What is being asked
Please echo every one of the records below, line for line and without any changes.

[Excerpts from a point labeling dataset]

-=-=-=-=-

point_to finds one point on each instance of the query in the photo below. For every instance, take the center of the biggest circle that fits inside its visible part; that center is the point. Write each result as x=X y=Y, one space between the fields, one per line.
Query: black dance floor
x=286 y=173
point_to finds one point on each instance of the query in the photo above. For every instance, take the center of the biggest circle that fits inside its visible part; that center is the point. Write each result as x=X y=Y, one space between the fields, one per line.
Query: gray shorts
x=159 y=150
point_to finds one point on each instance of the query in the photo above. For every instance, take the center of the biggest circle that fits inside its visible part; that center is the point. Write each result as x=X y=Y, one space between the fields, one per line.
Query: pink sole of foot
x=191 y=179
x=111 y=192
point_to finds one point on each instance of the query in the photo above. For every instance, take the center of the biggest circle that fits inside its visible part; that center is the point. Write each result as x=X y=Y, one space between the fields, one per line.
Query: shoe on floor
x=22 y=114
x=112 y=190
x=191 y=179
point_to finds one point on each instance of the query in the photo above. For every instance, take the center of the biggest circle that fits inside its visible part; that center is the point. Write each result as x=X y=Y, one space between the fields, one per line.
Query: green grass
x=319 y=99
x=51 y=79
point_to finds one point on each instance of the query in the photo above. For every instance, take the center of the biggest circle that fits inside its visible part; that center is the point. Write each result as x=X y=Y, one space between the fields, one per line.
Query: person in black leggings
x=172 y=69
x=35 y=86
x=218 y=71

-=-=-=-=-

Output below
point_to finds one point on each instance of the query in the photo below. For every instance, take the center of the biggest circle that fits inside its visible part; that center is the point. Write each result as x=X y=Y, one space between the fields, one per line.
Query: black dance floor
x=286 y=173
point_to finds one point on each instance of the query in the photo above. For every instance, take the center of the biggest circle that fits inside its visible part; that center is the point. Write each result as x=X y=Y, one space between the fields, one per line.
Query: gray shorts
x=159 y=150
point_to finds one point on each instance of the query in the photo above. For every instance, take the center of the biggest circle that fits inside its visible part; that center is the point. Write each result as x=X y=Y, one space between the fields, one per line.
Query: pink sole of foot
x=191 y=179
x=111 y=192
point_to finds one point on each instance of the query in the photo above. For every instance, take the center of the biggest circle that fits inside its visible part; that center is the point. Write each result as x=X y=Y, one space between the fields, one per line.
Query: shoe on floor
x=22 y=114
x=112 y=190
x=191 y=179
point_to finds one point on each instance of the query in the photo above. For every instance, take the center of the biggest circle that fits inside its visible part; that center is the point. Write each result as x=X y=Y, one space between the fields, one per line.
Query: green grass
x=319 y=99
x=51 y=79
point_to finds one point on each instance of the query in the photo above. For every instance, take the center of the biggest circle that fits inside its visible part; that center is the point. Write each result as x=X y=Y, one space between the fields, one per line.
Query: person in black leggings
x=172 y=69
x=35 y=86
x=218 y=71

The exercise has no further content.